** BEGIN PASSAGE **

That’s correct. Here is my thoughts as you will likely want to keep the wire running up to the ceiling light BWG I would then run two wires from the switch where the power is located a BWG to carry power to the second new switch upstairs and a RBWG to act as the traveler wires.



Doing this should position the switches as you want (power-switch A-switch B- light). Switch A upstairs. 



It is not any harder to pull two wires as pulling one.

Others may come along with a better solution as I’m not a pro.


----------



## afjes_2016 (Feb 1, 2021)

.

No, kking16 you do not have to apoligize for wasting our time. We are here to help. Sometimes proper terminology gets in the way and throws us off. Not your fault or any other DIYers. We just have to be sure of what you are attempting to accomplish so that we can give you the best advice or guidance.

I'm still a bit unsure of the exact wiring scenario you are looking to achieve kking16.

There are about 5 different ways you can set up a 3way switching. I provided a link just below to give you an idea.

The most important thing you have to remember is to always know where the "common" screw is on the 3way switch. Although it is called 3way it is actually only 2 locations being switched.  On one switch the common must be connected to the load (wire going to the lights) and the other switch common must have the incoming power connected to it. Then you have your two travelers which get connected to the other two screws. The common is usually a darker colored screw than the other two screws. Be sure you are working with 3 ways switches.

3Way wiring scenarios

More 3way scenarios

I think you want to convert your single pole switch setup into a 3 way setup which does make sense in a stairway.

Let's simplify:
First - "cable" has one or more wires in it.
Second - "wire" is an individual wire.

since power is coming into existing position of A box you can run a cable to your new location for the new 3way switch box. Since new code dictates you must have a neutral at all locations now you will need to run a 4 wire cable to the new switch B location. The neutral in this scenario will be capped off for now (if needed for a smart switch at a later time).

Once you read up a bit more on the theory of how the 3 ways switch works you will have a better understanding of exactly how the cables should be run and how many wires per cable you will need.

Look my link over a bit. It will help you understand how to run the cables. Once you figure the best way to run the cables you can then post any more questions you have. I say once you figure how you want to run the cables because we are not there and we don't know what type of access you have either from the top (attic) or bottom (basement) meaning which would be the easiest way for you to run cables.
.


----------



## Ron Van (Feb 1, 2021)

*afjes_2016*


afjes_2016 said:


> .There are about 5 different ways you can set up a 3way switching. I provided a link just below to give you an idea.
> 3Way wiring scenarios
> More 3way scenarios
> Look my link over a bit. It will help you understand how to run the cables. .



Excellent Links. The problem is whether or not there is a neutral at the first switch or not. That's what determines if the setup is NEC2011 compliant or not. NEC2011 says there should be a neutral at the switch. I'm not sure why code wants that but I do know some digital timers require a neutral to charge their internal batteries. There are digital switches that do not require the neutral but they generally cost more. Does anyone know why new code wants a neutral at the switch box?


----------



## bud16415 (Feb 1, 2021)

My solution above assumes there is already a cable with only a WB/G running from the single pole switch that’s going away to the light fixture. Generally the harder run to make with a finished house especially a two-story house is one in the ceiling below a finished floor. So I suggested using those wires that are in place already.

** END PASSAGE **

> _TASK LIST_
1. Answer these questions about the switch-wiring thread, one line each:
(a) How does the common screw on a 3-way switch usually look compared with the other two screws?
(b) How many wires does the cable to the new switch B location need to have?
(c) Which code edition does Ron Van say calls for a neutral at the switch?
2. Carry on the switch-wiring thread past its last sentence.

** BEGIN STORED DATA **

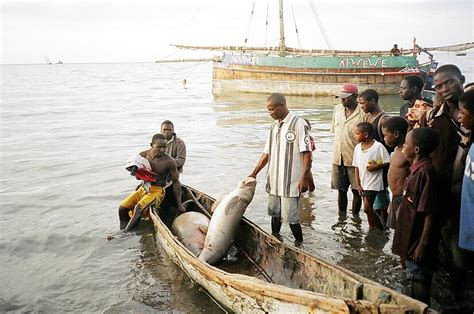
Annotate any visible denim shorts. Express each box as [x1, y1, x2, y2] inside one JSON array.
[[406, 260, 434, 281], [268, 194, 300, 224], [331, 164, 357, 192]]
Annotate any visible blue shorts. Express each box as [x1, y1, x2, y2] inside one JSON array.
[[268, 194, 300, 224], [406, 260, 434, 281], [374, 189, 390, 209]]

** END STORED DATA **

> _EXPECTED RESPONSES_
1.
(a) It is usually a darker color than the other two screws.
(b) Four wires.
(c) NEC2011.

2.
That then leaves running a cable between the old switch location and the new location on the second floor. Walls are easier to fix IMO.  That cable needs to have the traveler wires WBR/G. that then needs a power supply cable to the upstairs WB/G. There may or may not be power close to that new switch location, but my thought was that needing to fish one new cable between the switches you might as well fish power along with the travelers killing two birds.


----------



## bud16415 (Feb 1, 2021)

There should be a neutral in the 4gang box, but there is no neutral running up to the light as it is a switched leg where the power goes out the black and returns on the white.


----------



## afjes_2016 (Feb 1, 2021)

Since the power is coming into the Switch A box already and there is a cable BW/g going to the light from there then the common screw on switch A should have the "power in" black wire. Then run a BRW/g cable to the new switch location switch B. At this common screw connect the black wire to the common then on switch A "location" take the black wire that is going to the light and connect that to the black wire coming from switch B's common screw then just connect the two other travelers to switches A and B. The neutral connections in switch location A should not be changed. They can remain wire nutted together. This seems to be the easiest solution.

There should be a neutral at switch B by code only because now so many people are using smart switches where many of them on the market requires a neutral.  Not having a neutral at switch B location is not a safety factor code violation.


----------



## bud16415 (Feb 1, 2021)

afjes_2016 said:


> Since the power is coming into the Switch A box already and there is a cable BW/g going to the light from there then the common screw on switch A should have the "power in" black wire. Then run a BRW/g cable to the new switch location switch B. At this common screw connect the black wire to the common then on switch A "location" take the black wire that is going to the light and connect that to the black wire coming from switch B's common screw then just connect the two other travelers to switches A and B. The neutral connections in switch location A should not be changed. They can remain wire nutted together. This seems to be the easiest solution.
> 
> There should be a neutral at switch B by code only because now so many people are using smart switches where many of them on the market requires a neutral.  Not having a neutral at switch B location is not a safety factor code violation.


This will work. For the little extra cost and the ability to have a neutral at switch B I would still run a power cable up the stairs with the switch cable and get the neutral. I would also put a double box there and have the B switch on one side and a duplex outlet on the other side making use of the power cable. At least in every house I have owned the top of the stairs needs a nice place to easily plug a sweeper in.


----------



## kking16 (Feb 1, 2021)

Thanks afjes-2016.  This image is on the link you sent me.  Is it correct?


----------



## kking16 (Feb 1, 2021)

The image would solve my problem.


----------



## afjes_2016 (Feb 1, 2021)

Yes kking16. The image you provided will provide you with the results you are looking for.

Just note though - the switch on the left does not actually show which screw is the "common" in the diagram. Just be sure you are working with the common screw on both 3way switches.


----------



## kking16 (Feb 1, 2021)

For me to understand it helps to see a diagram. In the links you sent me I found only 2 pictures ( I have attached a pic)  that might apply to me, where power comes in at the existing middle switch A,  as opposed to coming in at one end at the existing the light,  or at the other end at my new switch B.


----------



## kking16 (Feb 1, 2021)

Guess this last post is redundant.  Thanks


----------



## kking16 (Feb 1, 2021)

afjes_2016,  After searching for a long time those were the only diagrams that related to my situation of power in at middle switch.  I am wondering why.  Is it a unique situation?  And were your instructions the same as the diagram?  Thanks


----------



## afjes_2016 (Feb 1, 2021)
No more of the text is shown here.